About this exercise:
The string "white" may appear in lines of the data; report how many lines contain it, with no other output.

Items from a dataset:
________________________
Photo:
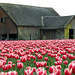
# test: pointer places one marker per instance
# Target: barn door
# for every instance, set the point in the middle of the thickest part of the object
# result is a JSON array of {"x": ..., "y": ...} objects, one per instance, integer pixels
[{"x": 71, "y": 33}]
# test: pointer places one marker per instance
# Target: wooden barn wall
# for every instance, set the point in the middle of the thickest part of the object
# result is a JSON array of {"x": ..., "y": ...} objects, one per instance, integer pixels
[
  {"x": 71, "y": 25},
  {"x": 52, "y": 34},
  {"x": 25, "y": 33},
  {"x": 8, "y": 27}
]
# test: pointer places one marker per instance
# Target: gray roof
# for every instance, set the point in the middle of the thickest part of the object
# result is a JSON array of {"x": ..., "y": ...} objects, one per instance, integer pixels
[
  {"x": 24, "y": 15},
  {"x": 56, "y": 22}
]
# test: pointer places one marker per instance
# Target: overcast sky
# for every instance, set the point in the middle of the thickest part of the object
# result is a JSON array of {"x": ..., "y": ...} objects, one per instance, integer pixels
[{"x": 63, "y": 7}]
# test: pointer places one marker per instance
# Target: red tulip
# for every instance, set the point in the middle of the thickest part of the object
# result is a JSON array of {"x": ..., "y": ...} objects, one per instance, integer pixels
[
  {"x": 65, "y": 62},
  {"x": 64, "y": 57},
  {"x": 46, "y": 58},
  {"x": 68, "y": 72},
  {"x": 20, "y": 65}
]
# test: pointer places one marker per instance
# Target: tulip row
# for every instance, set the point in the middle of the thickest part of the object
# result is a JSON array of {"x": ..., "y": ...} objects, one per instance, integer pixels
[{"x": 42, "y": 54}]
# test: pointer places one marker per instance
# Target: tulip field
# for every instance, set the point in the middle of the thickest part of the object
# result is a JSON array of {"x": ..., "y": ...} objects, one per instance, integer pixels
[{"x": 37, "y": 57}]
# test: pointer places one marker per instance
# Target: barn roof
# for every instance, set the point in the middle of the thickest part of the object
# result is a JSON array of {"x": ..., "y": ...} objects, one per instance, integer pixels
[
  {"x": 56, "y": 22},
  {"x": 25, "y": 15}
]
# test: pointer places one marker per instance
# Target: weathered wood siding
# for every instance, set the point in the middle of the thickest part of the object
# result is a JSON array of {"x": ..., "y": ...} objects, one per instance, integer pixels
[
  {"x": 24, "y": 33},
  {"x": 71, "y": 25},
  {"x": 8, "y": 27},
  {"x": 52, "y": 34}
]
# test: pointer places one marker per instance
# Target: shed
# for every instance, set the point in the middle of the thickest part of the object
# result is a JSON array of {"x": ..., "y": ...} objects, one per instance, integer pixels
[{"x": 22, "y": 21}]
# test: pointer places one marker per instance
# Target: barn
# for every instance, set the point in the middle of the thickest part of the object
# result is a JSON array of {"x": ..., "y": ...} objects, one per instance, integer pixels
[
  {"x": 58, "y": 27},
  {"x": 22, "y": 22}
]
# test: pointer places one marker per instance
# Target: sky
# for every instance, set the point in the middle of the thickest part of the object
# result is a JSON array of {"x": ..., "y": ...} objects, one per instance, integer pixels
[{"x": 62, "y": 7}]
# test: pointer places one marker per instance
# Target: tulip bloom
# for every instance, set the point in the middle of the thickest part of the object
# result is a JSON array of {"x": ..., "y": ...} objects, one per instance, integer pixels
[{"x": 20, "y": 65}]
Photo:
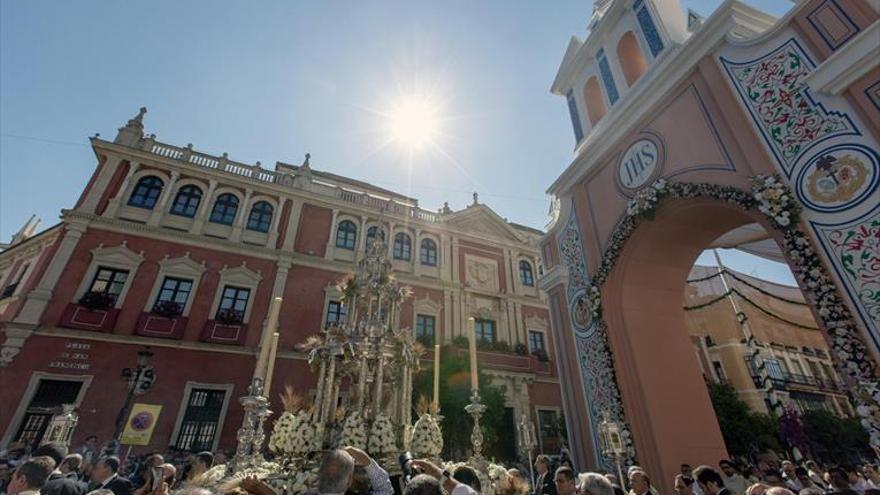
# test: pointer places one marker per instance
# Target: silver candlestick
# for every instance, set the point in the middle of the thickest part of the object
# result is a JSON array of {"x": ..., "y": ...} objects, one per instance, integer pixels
[
  {"x": 476, "y": 409},
  {"x": 254, "y": 405}
]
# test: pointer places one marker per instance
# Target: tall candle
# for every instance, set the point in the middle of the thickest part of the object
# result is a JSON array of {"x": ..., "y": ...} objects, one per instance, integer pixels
[
  {"x": 472, "y": 347},
  {"x": 266, "y": 339},
  {"x": 271, "y": 366},
  {"x": 437, "y": 375}
]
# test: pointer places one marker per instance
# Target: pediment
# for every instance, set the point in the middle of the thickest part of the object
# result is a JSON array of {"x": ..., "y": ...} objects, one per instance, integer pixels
[{"x": 483, "y": 222}]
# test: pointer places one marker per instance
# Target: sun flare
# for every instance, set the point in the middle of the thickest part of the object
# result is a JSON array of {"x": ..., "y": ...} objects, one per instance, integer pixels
[{"x": 414, "y": 122}]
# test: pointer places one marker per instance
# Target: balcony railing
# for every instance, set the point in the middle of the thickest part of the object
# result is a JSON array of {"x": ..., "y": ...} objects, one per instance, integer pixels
[
  {"x": 256, "y": 173},
  {"x": 794, "y": 380}
]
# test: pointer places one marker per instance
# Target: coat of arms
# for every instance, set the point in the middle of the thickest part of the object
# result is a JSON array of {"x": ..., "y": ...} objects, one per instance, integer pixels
[{"x": 836, "y": 179}]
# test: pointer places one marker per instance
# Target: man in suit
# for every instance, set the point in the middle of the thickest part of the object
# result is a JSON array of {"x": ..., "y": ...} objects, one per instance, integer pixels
[
  {"x": 710, "y": 481},
  {"x": 544, "y": 484},
  {"x": 105, "y": 475}
]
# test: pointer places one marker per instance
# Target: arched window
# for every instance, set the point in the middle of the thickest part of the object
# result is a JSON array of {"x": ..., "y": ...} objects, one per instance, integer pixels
[
  {"x": 346, "y": 235},
  {"x": 372, "y": 232},
  {"x": 630, "y": 57},
  {"x": 225, "y": 209},
  {"x": 146, "y": 192},
  {"x": 260, "y": 218},
  {"x": 525, "y": 273},
  {"x": 187, "y": 201},
  {"x": 595, "y": 102},
  {"x": 428, "y": 252},
  {"x": 402, "y": 247}
]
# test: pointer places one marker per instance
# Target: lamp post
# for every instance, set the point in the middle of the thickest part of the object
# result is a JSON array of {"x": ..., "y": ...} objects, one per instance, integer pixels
[
  {"x": 527, "y": 443},
  {"x": 612, "y": 444},
  {"x": 140, "y": 379}
]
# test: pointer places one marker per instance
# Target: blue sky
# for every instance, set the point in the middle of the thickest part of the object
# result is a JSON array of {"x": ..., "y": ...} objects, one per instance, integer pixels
[{"x": 271, "y": 81}]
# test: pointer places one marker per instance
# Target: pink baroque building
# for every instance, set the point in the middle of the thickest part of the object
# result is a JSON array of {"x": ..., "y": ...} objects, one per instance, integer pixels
[
  {"x": 180, "y": 251},
  {"x": 676, "y": 118}
]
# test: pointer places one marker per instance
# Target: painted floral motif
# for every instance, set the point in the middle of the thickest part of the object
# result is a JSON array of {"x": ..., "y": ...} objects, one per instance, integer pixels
[
  {"x": 772, "y": 88},
  {"x": 858, "y": 250}
]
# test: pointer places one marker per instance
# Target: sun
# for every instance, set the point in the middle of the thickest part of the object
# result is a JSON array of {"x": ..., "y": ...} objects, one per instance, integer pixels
[{"x": 414, "y": 122}]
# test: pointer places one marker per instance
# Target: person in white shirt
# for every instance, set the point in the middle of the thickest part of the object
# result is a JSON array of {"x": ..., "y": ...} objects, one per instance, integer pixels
[
  {"x": 733, "y": 481},
  {"x": 449, "y": 483},
  {"x": 30, "y": 476}
]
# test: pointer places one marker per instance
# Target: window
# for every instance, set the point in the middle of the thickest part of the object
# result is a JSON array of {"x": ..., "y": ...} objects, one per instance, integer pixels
[
  {"x": 146, "y": 192},
  {"x": 225, "y": 209},
  {"x": 261, "y": 217},
  {"x": 172, "y": 296},
  {"x": 425, "y": 329},
  {"x": 428, "y": 253},
  {"x": 10, "y": 289},
  {"x": 536, "y": 341},
  {"x": 575, "y": 118},
  {"x": 46, "y": 402},
  {"x": 649, "y": 30},
  {"x": 607, "y": 77},
  {"x": 346, "y": 234},
  {"x": 200, "y": 420},
  {"x": 548, "y": 422},
  {"x": 402, "y": 247},
  {"x": 525, "y": 273},
  {"x": 233, "y": 305},
  {"x": 335, "y": 313},
  {"x": 110, "y": 282},
  {"x": 372, "y": 232},
  {"x": 187, "y": 201},
  {"x": 485, "y": 330}
]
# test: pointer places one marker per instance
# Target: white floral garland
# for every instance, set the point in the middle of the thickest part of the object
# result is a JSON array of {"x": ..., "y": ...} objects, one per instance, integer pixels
[
  {"x": 427, "y": 440},
  {"x": 354, "y": 431},
  {"x": 381, "y": 437},
  {"x": 770, "y": 196}
]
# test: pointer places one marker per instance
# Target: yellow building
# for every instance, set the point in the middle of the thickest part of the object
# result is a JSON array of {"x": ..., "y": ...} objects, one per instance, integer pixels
________________________
Result below:
2